++++ EXERCISE DATA ++++

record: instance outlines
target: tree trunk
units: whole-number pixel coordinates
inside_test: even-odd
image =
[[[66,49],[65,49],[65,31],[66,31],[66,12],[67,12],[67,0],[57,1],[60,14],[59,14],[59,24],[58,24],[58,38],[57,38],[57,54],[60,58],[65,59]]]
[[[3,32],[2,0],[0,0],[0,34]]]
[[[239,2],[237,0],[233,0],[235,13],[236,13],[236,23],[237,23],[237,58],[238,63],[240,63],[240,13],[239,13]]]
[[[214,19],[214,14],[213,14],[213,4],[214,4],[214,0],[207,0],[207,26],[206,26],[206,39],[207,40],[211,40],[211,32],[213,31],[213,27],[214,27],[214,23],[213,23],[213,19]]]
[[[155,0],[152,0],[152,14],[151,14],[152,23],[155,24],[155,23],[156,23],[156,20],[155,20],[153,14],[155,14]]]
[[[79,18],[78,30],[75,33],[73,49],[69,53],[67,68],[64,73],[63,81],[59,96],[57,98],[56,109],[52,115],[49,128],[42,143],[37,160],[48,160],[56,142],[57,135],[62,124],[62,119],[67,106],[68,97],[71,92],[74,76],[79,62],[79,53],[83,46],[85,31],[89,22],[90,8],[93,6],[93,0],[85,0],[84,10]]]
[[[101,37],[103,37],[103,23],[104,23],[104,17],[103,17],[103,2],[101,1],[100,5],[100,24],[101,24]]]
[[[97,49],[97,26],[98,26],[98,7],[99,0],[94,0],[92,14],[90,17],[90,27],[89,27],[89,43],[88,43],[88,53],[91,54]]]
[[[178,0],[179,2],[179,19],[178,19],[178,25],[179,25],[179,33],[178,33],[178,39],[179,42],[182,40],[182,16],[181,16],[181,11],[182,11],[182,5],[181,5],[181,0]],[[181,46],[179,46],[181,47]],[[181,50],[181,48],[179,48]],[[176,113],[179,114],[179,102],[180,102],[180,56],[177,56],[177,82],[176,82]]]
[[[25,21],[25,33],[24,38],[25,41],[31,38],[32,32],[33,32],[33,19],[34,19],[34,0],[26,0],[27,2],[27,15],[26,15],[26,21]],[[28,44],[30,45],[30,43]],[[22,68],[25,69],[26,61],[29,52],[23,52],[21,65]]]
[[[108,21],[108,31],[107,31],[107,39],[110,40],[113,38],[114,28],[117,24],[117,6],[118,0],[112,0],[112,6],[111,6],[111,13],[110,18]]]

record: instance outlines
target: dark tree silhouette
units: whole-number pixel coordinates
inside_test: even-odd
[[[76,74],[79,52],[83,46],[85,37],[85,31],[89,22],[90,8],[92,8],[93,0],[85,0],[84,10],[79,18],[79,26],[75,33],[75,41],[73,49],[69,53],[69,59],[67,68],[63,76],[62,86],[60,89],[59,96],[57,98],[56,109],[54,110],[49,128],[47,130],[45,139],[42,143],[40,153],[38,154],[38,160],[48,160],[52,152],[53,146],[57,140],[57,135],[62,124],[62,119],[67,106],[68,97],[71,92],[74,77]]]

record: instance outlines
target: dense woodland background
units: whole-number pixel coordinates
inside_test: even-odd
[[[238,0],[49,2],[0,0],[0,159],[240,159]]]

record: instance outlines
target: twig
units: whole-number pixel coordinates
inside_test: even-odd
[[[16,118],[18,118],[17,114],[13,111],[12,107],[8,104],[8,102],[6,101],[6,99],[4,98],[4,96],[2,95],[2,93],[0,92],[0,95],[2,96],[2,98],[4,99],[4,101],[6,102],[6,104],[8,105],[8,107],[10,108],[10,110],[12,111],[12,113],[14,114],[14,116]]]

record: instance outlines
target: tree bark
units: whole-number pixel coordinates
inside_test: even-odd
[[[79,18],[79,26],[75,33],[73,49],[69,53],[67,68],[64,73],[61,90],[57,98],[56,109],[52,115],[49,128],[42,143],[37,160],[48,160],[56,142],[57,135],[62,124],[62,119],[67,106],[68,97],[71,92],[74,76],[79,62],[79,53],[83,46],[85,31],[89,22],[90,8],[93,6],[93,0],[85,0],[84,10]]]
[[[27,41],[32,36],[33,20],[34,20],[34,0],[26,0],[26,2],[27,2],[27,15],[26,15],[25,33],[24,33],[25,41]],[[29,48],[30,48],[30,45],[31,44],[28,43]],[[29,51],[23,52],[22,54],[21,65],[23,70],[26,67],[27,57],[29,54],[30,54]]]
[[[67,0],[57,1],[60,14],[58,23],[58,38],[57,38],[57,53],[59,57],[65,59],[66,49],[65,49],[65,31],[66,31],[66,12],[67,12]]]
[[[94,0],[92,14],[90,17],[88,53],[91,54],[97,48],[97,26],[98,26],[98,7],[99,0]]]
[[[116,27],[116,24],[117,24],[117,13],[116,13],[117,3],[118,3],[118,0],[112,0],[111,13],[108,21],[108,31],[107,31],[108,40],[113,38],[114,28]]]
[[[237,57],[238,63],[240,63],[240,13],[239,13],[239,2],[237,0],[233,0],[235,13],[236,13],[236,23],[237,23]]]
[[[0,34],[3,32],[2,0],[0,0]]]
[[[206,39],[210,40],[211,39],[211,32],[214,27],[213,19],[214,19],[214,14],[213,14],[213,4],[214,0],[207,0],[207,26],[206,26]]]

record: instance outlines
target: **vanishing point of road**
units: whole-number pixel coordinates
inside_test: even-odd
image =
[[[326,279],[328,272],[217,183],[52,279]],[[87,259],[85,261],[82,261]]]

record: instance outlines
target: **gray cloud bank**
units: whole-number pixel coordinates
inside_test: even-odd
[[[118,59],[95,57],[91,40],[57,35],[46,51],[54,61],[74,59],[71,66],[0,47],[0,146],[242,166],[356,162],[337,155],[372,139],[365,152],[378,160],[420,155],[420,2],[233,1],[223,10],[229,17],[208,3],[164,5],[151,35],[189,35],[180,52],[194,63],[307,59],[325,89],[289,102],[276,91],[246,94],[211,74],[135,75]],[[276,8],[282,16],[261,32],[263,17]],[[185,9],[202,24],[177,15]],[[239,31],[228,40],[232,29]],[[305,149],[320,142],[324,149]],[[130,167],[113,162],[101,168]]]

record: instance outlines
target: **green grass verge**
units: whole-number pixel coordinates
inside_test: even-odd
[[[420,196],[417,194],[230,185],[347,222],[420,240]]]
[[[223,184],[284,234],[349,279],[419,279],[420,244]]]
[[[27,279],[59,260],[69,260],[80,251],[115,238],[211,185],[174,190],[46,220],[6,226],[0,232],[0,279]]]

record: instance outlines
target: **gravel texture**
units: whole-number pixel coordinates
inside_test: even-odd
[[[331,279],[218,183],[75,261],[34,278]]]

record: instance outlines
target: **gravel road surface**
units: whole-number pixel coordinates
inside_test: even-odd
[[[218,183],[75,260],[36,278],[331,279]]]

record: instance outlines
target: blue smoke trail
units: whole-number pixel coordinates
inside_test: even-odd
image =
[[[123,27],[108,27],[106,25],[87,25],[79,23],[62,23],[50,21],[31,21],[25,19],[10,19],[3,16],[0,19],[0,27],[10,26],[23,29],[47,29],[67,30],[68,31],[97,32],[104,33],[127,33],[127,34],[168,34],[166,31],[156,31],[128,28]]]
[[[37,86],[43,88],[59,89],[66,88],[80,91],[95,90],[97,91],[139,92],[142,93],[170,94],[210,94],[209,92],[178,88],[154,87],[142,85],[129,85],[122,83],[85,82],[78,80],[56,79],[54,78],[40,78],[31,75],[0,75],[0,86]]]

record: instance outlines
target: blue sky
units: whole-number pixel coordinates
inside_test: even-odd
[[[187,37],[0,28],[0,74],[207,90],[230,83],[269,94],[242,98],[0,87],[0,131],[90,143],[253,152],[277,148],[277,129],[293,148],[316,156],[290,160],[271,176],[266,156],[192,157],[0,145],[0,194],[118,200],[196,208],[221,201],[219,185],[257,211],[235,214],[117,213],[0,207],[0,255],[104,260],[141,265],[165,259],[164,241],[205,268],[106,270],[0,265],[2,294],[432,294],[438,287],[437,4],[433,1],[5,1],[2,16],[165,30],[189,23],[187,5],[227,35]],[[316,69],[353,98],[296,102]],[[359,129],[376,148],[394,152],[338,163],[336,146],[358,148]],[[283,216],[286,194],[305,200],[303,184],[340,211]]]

++++

JOB:
Rewrite the material from its first line through the line with "[[[3,32],[2,0],[0,0],[0,34]]]" as a Markdown table with the columns Row and Material line. Give one row per line and leave out blank lines.

EXERCISE RESPONSE:
| Row | Material line |
|---|---|
| 1 | record: instance outlines |
| 2 | target: tree trunk |
| 3 | units: whole-number pixel coordinates |
| 4 | inside_test: even-odd |
| 5 | image = |
| 6 | [[[66,49],[65,49],[65,31],[66,31],[66,12],[67,12],[67,0],[57,1],[60,14],[59,14],[59,24],[58,24],[58,38],[57,38],[57,54],[60,58],[65,59]]] |
| 7 | [[[3,32],[2,0],[0,0],[0,34]]] |